PASSAGE PROVIDED start

# Tracker grizzly 1860sc



## elcapitanmas (Aug 7, 2012)

Its been a busy spring for me, I started with a 14ft starcraft that I fully modified into an open floor plan fishing boat. I quickly realized that a tiller steer boat was not the right boat for me, so I sold it, lost a little bit on time and parts, but otherwise broke even. I got really lucky and came across a killer deal on a smokercraft pro alaskan, and picked that up (no brainer on the price and condition) Used that boat for a couple months and decided it was too much boat and WAYYYYY too deep of a v for the style of fishing I do (shallow water, back bays) So I sold that and made a KILLER profit. After those two boats I knew what I wanted and needed for what I do. After searching for a couple weeks and not seeing ANYTHING local to me I called bass pro shops to see about financing a new one or seeing what they had in stock, AGAIN I lucked out and picked up a 2011 tracker grizzly 1860 side console with a 2012 matching trailstar trailer. $3600 out the door (again a no brainer) The trick was going to be finding a motor and within a couple weeks I found what I was looking for, 2000 mercury 4stroke 25hp bigfoot, another steal at $1200. So this is the boat I will keep for a long time, lot of trading up, but I ended up with the boat I really wanted and Im still into it for only about $2000 out of pocket after all the trade ups and sales. Its going to be a work in progress, but I've already started and can't wait to design some of the necessary extras for the boat.

Lots of plans for the boat
Humminbird 898 sidescan
feed hoppers for the back of the boat
flip over bimini (similar to an ice shanty)

PASSAGE PROVIDED end

WHAT YOU HAVE TO DO: Reproduce the Tracker Grizzly forum post word for word, from its heading through the last line.

INFORMATION PROVIDED start

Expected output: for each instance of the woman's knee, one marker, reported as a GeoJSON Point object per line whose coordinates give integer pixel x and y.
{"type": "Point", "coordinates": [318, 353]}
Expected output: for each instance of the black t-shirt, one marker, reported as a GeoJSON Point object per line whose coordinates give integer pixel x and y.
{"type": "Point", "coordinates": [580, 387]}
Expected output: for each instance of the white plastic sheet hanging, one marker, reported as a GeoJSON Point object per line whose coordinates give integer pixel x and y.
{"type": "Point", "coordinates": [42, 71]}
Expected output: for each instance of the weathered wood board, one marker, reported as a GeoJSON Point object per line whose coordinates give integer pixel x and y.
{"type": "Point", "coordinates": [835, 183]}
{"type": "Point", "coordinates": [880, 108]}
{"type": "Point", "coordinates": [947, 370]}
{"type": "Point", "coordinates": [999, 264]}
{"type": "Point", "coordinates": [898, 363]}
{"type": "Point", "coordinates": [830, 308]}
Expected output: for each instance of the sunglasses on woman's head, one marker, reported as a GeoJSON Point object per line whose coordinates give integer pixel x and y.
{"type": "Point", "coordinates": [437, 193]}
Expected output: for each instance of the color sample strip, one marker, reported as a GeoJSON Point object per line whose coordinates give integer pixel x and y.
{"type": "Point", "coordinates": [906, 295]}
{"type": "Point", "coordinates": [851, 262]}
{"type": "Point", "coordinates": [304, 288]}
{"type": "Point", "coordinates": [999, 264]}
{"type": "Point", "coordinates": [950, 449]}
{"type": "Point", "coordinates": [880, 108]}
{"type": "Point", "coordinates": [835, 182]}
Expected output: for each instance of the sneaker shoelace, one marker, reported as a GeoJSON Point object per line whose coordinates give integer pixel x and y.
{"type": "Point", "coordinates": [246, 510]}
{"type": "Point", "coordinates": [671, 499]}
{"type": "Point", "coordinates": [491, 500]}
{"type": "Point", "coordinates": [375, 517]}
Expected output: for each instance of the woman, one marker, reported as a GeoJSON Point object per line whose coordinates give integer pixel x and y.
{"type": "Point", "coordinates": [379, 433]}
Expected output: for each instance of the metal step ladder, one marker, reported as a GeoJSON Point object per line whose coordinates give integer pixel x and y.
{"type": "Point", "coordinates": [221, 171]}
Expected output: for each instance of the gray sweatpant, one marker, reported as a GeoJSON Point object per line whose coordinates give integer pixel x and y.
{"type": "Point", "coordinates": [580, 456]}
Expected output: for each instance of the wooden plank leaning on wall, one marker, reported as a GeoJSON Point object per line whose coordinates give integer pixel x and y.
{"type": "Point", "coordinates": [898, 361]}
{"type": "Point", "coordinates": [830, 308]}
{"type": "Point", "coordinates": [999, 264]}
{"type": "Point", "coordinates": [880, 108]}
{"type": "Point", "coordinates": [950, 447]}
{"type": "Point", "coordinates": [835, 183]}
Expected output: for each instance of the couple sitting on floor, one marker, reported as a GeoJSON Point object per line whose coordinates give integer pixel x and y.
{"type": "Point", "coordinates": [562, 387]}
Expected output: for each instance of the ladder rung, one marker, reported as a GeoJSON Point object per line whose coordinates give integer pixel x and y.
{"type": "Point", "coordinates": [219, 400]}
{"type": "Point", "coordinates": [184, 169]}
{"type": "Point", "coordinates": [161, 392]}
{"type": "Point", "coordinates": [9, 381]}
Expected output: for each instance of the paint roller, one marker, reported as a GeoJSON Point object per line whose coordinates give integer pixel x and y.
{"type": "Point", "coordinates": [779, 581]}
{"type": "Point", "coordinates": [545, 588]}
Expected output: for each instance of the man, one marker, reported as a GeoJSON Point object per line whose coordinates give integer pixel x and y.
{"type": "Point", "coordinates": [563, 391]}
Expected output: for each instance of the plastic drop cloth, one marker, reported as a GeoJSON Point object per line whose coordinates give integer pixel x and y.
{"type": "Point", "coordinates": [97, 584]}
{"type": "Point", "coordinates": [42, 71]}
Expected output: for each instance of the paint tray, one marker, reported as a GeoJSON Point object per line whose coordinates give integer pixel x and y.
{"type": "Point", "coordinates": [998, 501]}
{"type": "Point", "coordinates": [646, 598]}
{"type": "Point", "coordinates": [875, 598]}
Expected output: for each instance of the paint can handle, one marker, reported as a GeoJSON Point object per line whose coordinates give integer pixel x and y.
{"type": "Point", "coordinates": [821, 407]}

INFORMATION PROVIDED end

WRITTEN ANSWER:
# Tracker grizzly 1860sc



## elcapitanmas (Aug 7, 2012)

Its been a busy spring for me, I started with a 14ft starcraft that I fully modified into an open floor plan fishing boat. I quickly realized that a tiller steer boat was not the right boat for me, so I sold it, lost a little bit on time and parts, but otherwise broke even. I got really lucky and came across a killer deal on a smokercraft pro alaskan, and picked that up (no brainer on the price and condition) Used that boat for a couple months and decided it was too much boat and WAYYYYY too deep of a v for the style of fishing I do (shallow water, back bays) So I sold that and made a KILLER profit. After those two boats I knew what I wanted and needed for what I do. After searching for a couple weeks and not seeing ANYTHING local to me I called bass pro shops to see about financing a new one or seeing what they had in stock, AGAIN I lucked out and picked up a 2011 tracker grizzly 1860 side console with a 2012 matching trailstar trailer. $3600 out the door (again a no brainer) The trick was going to be finding a motor and within a couple weeks I found what I was looking for, 2000 mercury 4stroke 25hp bigfoot, another steal at $1200. So this is the boat I will keep for a long time, lot of trading up, but I ended up with the boat I really wanted and Im still into it for only about $2000 out of pocket after all the trade ups and sales. Its going to be a work in progress, but I've already started and can't wait to design some of the necessary extras for the boat.

Lots of plans for the boat
Humminbird 898 sidescan
feed hoppers for the back of the boat
flip over bimini (similar to an ice shanty)